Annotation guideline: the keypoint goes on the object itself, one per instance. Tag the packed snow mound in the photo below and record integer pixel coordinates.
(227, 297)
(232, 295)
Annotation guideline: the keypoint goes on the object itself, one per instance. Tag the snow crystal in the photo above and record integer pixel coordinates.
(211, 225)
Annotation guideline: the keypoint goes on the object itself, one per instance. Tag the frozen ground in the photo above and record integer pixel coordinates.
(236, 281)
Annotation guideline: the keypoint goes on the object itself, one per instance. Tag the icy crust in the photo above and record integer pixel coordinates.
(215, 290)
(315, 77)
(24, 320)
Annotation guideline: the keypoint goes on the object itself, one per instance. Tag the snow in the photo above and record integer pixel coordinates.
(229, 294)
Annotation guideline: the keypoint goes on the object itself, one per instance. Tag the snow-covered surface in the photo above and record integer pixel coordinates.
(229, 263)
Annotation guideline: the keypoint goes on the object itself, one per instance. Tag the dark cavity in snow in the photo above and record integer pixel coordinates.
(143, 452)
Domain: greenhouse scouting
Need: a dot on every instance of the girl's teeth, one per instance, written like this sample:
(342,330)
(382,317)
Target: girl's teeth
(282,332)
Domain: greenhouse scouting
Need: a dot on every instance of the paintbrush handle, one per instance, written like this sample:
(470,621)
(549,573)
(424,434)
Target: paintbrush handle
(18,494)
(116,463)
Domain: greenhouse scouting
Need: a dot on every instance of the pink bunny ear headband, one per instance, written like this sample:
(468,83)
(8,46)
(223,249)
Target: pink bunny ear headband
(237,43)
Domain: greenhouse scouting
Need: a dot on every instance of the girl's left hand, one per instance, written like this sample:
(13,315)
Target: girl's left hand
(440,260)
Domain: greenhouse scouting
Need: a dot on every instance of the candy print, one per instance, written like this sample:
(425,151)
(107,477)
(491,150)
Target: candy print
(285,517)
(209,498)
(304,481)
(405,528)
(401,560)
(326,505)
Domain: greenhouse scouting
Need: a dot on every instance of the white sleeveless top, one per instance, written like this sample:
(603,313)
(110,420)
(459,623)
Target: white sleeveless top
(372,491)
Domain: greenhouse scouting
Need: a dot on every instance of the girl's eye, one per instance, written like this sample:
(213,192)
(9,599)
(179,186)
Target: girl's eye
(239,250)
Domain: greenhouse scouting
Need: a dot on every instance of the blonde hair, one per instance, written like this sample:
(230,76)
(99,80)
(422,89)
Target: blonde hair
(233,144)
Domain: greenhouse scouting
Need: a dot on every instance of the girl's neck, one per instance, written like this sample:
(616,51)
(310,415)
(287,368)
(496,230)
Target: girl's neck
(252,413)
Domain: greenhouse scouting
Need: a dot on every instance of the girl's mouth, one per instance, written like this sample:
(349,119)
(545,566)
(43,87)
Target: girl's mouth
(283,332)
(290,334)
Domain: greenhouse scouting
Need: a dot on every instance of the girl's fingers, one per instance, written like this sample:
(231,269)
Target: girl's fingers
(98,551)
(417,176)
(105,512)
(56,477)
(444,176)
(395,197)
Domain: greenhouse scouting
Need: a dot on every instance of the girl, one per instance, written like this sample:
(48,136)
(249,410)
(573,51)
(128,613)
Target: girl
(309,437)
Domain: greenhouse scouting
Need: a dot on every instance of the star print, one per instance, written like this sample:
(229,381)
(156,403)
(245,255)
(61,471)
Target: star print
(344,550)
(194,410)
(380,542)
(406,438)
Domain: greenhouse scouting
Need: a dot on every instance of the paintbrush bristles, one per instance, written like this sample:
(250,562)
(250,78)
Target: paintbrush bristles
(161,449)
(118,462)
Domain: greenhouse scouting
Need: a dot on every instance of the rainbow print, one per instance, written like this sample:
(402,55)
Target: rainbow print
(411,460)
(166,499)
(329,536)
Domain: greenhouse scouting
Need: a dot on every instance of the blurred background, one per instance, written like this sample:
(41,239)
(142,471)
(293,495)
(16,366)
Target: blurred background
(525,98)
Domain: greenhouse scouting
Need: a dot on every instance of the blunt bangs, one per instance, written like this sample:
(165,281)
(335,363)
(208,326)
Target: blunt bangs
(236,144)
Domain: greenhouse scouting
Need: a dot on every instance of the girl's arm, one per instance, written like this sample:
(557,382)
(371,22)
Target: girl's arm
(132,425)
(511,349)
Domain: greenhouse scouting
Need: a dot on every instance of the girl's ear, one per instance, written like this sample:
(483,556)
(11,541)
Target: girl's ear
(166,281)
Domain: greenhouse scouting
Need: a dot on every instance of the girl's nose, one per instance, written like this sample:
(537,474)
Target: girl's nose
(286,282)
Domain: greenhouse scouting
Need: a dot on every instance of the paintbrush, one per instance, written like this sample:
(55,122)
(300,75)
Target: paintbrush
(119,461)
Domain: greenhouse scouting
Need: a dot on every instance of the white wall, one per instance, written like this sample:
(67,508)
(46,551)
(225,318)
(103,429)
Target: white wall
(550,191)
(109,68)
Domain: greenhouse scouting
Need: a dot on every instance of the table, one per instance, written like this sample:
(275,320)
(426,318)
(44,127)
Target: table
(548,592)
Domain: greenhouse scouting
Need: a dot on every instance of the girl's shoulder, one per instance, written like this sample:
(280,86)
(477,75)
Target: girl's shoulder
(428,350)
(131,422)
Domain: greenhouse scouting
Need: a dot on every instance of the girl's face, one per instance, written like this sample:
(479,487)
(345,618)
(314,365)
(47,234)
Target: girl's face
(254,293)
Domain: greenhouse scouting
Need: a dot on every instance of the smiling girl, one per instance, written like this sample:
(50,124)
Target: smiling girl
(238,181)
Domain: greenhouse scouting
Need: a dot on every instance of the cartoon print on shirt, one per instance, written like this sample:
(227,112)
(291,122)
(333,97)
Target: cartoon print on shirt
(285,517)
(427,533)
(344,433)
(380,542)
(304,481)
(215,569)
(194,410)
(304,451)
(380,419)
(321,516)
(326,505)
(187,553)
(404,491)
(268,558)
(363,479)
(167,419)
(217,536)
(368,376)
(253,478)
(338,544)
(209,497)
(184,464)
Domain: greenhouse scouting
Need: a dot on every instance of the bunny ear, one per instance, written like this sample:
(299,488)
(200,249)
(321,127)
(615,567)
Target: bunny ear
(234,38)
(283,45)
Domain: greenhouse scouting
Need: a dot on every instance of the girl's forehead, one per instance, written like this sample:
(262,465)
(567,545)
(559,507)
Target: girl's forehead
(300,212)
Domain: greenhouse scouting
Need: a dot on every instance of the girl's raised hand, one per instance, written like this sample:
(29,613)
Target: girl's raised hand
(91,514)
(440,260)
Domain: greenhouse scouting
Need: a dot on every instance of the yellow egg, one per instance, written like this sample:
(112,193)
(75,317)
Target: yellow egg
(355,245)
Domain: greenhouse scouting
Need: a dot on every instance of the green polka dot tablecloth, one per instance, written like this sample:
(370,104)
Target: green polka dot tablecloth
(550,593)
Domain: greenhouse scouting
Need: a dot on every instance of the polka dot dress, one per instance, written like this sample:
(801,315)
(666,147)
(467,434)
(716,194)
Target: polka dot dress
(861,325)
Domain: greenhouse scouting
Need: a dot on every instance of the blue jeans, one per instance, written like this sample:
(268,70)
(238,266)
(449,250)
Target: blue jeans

------------

Exercise goal
Check each line above for the string "jeans" and copy the ones that have it.

Output of the task
Need: a dot on every instance of the blue jeans, one per instance, written like this sample:
Target: blue jeans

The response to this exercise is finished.